++++ INFORMATION GIVEN

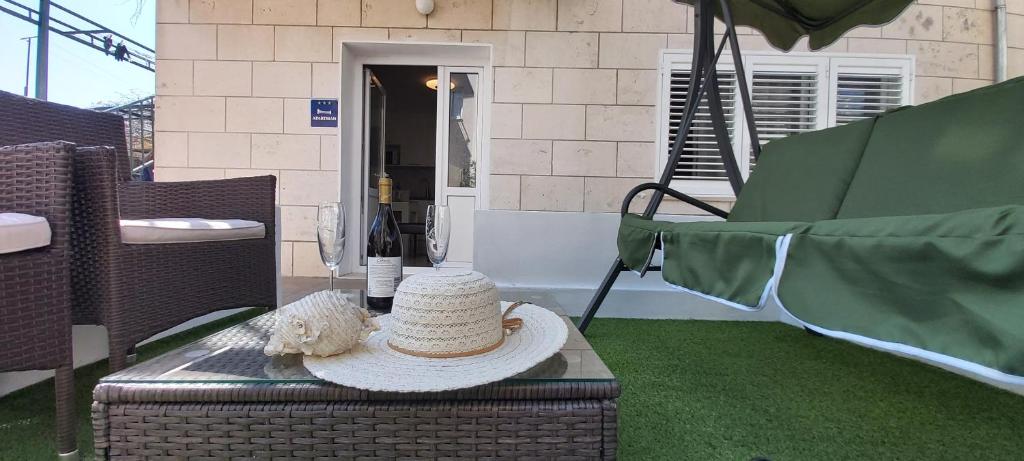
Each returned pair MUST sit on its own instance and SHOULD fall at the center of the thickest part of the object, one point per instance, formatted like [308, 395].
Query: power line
[89, 33]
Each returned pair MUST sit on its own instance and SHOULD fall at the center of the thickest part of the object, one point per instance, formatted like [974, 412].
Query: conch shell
[323, 324]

++++++++

PROBLEM DETAILS: Arrange these records as a two-column CSV with the headers "text" and "answer", one row per record. Put each record's text and its answer in a single quoted field, turn line breaks into spaces, and leave out the pictures.

RESULT:
text,answer
"Each returned pair MUST sit on its own instance and SHOULD fall at the center of the thickest part of the object, one point per instance, formatted like [308, 395]. Query: power line","[89, 33]"
"Each returned pair MUST sit on its own instance and SHOULD fall at the center of the thickest part of the object, one point per instance, formatted like [974, 412]. Query: conch shell","[323, 324]"